### [Complete the following]
**1.** Answer these questions from the review of The Overwhelming:
(a) Who directed this production of the play?
(b) What is Dr. Joseph Gasana's medical specialty?
(c) What 1972 event does the character Samuel Mizinga refer to?
**2.** Continue the review of The Overwhelming from the point where it stops.

### [Extract provided]
----------

The Overwhelming
- By J.T. Rogers
- Produced at the Contemporary American Theater Festival
- Directed by Ed Herendeen
- Reviewed by Tim Treanor
“When, in the history of the world,” the cynical American bureaucrat Woolsey (Michael Goodwin) asks Professor Exley, (Lee Sellars), new to Rwanda, “has there been a country with a foreign policy based on ‘It’s the right thing to do?'”
The question is not an abstract one. It is 1994, and we are on the fifth year of our post-Soviet holiday from history. Jack Exley is looking for his friend, Joseph Gasana (Avery Glymph), a physician specializing in pediatric AIDS treatment. Dr. Gasana is a Tutsi. He has been missing for a week.
There is an answer to Woolsey’s question, of course: the United States of America, in one of our occasional spasms of Wilsonian idealism. Our high (and generally mixed) motives frequently lead us to catastrophe, in Viet Nam and Iraq, but there are consequences to inaction as well. Viet Nam now has a government which makes China look like a hotbed of democracy; and the man we removed from power in Iraq gassed his own people and threw his political opponents into acid vats. In The Overwhelming, we are on the eve of the massacre of eight hundred thousand Tutsis – an event in which the United States steadfastly refused to intervene.
When we do intervene, we usually do so badly, in part because we do it so ignorantly. We expect to see cartoon good guys and bad guys, as we would in bad theater. The Overwhelming, like the real world, is very good theater indeed, and the claims in it are complicated. Even the reviled Hutus turn out to be real people, with real grievances. “[W]hat has just happened in Burundi will happen here: Hutus, everywhere, murdered in the streets, the Earth soaked in their blood,” predicts Samuel Mizinga (David Emerson Toney), referring to the 1972 Burundi massacre of Hutus. “So again we are nothing but slaves.”

----------

### [Extracted data]
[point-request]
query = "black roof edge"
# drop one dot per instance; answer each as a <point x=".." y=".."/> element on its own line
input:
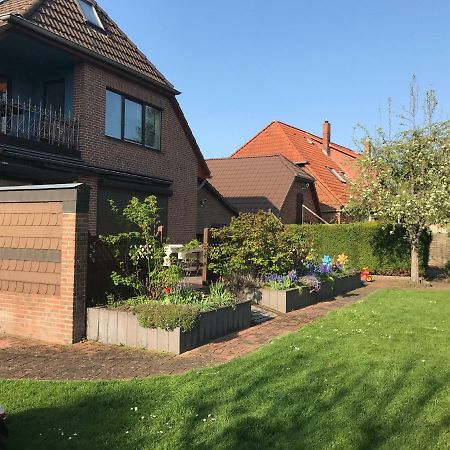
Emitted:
<point x="48" y="160"/>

----------

### [Results]
**1.**
(a) Ed Herendeen
(b) Pediatric AIDS treatment
(c) The Burundi massacre of Hutus

**2.**
Rogers everywhere confronts us with our ignorance, whether in language (other characters speak French, German, and Kinyarwanda, but Americans speak only English) or in characterization. Hutu zealots are hardly monsters. Mizinga is charming, attentive and solicitous, and manservant Gerard (Maduka Steady, doing excellent work in this role) is just a big, goofy kid who watches over Exley’s son, Geoffrey (Graham Powell). Even Robert Klingelheofer’s set suggests ambiguity and uncertainty: the walls loom with no visible means of support, and behind them is only blackness.
On the other hand, things are simple and understandable – from the American point of view. Exley, struggling to achieve tenure, has come to Rwanda with the hope of writing a paper on ordinary citizens who change the course of history. Dr. Gasana, he believes, is one of them and he will write about him. He brings his wife of three years, Linda White-Keeler (Tijuana T. Ricks), an African-American journalist, and Geoffrey, the son he had with his recently-deceased ex-wife. Exley is aware, of course, of the conflict between the Hutus and the Tutsis, but he believes it to be under control. After all, there’s a new peace treaty in place, and the President, a Hutu, is ready to sign. He does not know that within a fortnight the President will be dead. He does not know anything.
Rogers builds suspense expertly, aided by Herendeen’s exquisite pacing and an excellent cast. Sellars makes Exley’s developing frustration palpable, as he goes from Rwandan officials to the United Nation to the French and American embassies in an effort to find his missing friend. Although we watch the play with the benefit of hindsight – about Rwanda, if not about Gasana – we get the same vertiginous feeling Exley gets: this is a reverse-education play. We start out with assumed certainty and end up in the moral dark.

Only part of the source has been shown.